▸ **Text block**:
┏━━

‘Tis the season… the season of tux fittings, cake selection, guest lists, ring resizing, alterations, centerpieces, and general wedding bliss!
However, for those who are bystanders, ’tis the season of receiving wedding/shower/bachelor and bachelorette party invitations every other week. As we open the invite, we smile at the picture of the happy couple, double-check the calendar to make sure that Saturday is open, and inwardly cringe as we open the wedding registry. Please let it be affordable…
For people in the 20-something stage of life, deciding how much to spend on weddings can turn into a massive headache. On top of rent, possible credit card debt, and those ever-present student loans, a friend’s wedding present can easily push us into the red. How can we join in the festivities without spending this month’s car payment on a gift? Here are a few tips I’ve found to be very helpful!
(Disclaimer – I’m not passing myself off as a financial expert, just a girl on a budget!)
1. Know your limit. If you don’t have the budget for a new washer-dryer for the happy couple DON’T BUY IT. It will bankrupt you and probably embarrass them. (Hyperbole for the sake of argument, sorry.) How many iced coffees will you need to give up to buy this gift? Sit down and budget – really budget. It’s tedious but absolutely worth it.

┗━━

▸ **Records provided**:
┏━━

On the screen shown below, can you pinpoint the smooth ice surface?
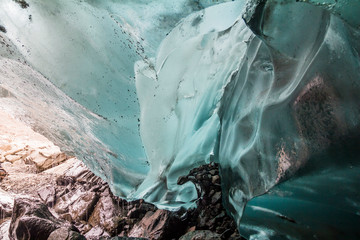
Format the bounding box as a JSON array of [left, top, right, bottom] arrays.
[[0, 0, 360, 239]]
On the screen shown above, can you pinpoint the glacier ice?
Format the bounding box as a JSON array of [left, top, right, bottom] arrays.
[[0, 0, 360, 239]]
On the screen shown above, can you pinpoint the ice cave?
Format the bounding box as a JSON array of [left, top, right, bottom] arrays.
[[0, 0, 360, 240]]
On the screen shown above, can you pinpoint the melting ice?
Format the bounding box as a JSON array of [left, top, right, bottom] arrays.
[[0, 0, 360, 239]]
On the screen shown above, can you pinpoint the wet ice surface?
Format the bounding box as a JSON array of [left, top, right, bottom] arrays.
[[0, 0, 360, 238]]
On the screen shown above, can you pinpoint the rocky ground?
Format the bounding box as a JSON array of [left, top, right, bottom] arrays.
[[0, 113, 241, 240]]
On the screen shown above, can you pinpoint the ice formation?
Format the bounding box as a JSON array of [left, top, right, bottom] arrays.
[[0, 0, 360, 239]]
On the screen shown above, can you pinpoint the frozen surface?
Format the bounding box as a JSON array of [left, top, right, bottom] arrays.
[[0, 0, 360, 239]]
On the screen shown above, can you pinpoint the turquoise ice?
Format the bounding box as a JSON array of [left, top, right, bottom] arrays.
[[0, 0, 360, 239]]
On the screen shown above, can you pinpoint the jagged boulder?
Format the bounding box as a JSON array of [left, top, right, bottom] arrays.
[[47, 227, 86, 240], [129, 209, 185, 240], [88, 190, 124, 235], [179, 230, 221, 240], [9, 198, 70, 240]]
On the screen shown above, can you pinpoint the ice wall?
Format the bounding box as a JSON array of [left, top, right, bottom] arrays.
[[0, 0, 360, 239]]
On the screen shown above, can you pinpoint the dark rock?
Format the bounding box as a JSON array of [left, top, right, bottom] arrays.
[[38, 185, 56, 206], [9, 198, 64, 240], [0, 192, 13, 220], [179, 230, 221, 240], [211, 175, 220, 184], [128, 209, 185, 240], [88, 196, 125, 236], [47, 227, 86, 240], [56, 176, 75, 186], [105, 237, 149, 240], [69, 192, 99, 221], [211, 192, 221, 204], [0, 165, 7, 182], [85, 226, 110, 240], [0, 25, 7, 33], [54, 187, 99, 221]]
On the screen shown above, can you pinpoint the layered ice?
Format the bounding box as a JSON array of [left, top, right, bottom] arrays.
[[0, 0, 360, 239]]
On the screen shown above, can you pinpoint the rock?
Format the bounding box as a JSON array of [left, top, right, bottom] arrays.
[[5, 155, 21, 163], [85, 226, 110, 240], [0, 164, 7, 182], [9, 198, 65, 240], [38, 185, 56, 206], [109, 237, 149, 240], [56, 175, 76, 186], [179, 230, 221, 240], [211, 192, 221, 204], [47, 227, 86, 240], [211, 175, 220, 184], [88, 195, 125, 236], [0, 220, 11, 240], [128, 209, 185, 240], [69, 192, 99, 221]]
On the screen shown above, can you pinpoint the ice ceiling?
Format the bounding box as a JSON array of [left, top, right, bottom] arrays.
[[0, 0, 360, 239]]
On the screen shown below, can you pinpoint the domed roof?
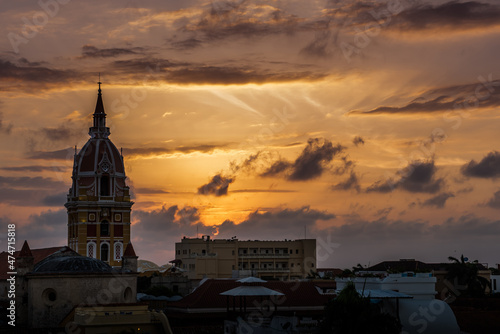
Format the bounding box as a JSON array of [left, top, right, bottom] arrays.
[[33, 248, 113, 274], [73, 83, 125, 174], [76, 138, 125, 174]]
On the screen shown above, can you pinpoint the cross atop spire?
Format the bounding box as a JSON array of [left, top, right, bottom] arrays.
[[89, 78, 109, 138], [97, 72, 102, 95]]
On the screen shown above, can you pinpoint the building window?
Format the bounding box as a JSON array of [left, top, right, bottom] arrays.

┗━━

▸ **Prompt 1**: Why does the wedding gift budget post advise against buying a gift such as a washer-dryer if it's beyond your budget? Answer in one to three sentences.
▸ **Prompt 2**: In the wedding gift budget post, which costs besides a friend's wedding present are named as weighing on people in their 20s?
▸ **Prompt 3**: Extend the wedding gift budget post past its last sentence.

▸ **Written reply 1**: Buying a gift like a new washer-dryer without the budget for it would bankrupt you. It would probably also embarrass the couple.

▸ **Written reply 2**: Rent, possible credit card debt, and student loans.

▸ **Written reply 3**:
2. If you plan to get a gift, recruit 2-3 other people to buy it with you. Let’s call it “financial fellowship.”
3. Try to personalize! If you absolutely positively can’t spend money on a gift, why not hand-write a letter on fancy stationery? Tell the couple how you’ve seen their relationship develop. How have you seen them change? What funny stories can you think of? Share some prayers for their life together.
4. Avoid being offended by an expensive wedding registry, destination wedding, groom’s dinner, etc. It’s easy to feel slighted or become resentful, but it helps to remember that they probably didn’t set out to push you into Ramen-only territory – they’re just in a different place from you financially.
5. Above all, what this couple needs is not another high-powered blender. They need our prayers! With so many people today opting out of marriage for one reason or another, we need to come alongside newly-married couples with love, accountability, and spiritual support. In the last four years I’ve watched many of my closest friends get married, and the joy of the wedding day can be marred by focusing too much on the floral arrangements and not enough on the vows. Let’s commit to pray for our brothers and sisters whom God calls to “do life together.” Let that be your most expensive gift to them.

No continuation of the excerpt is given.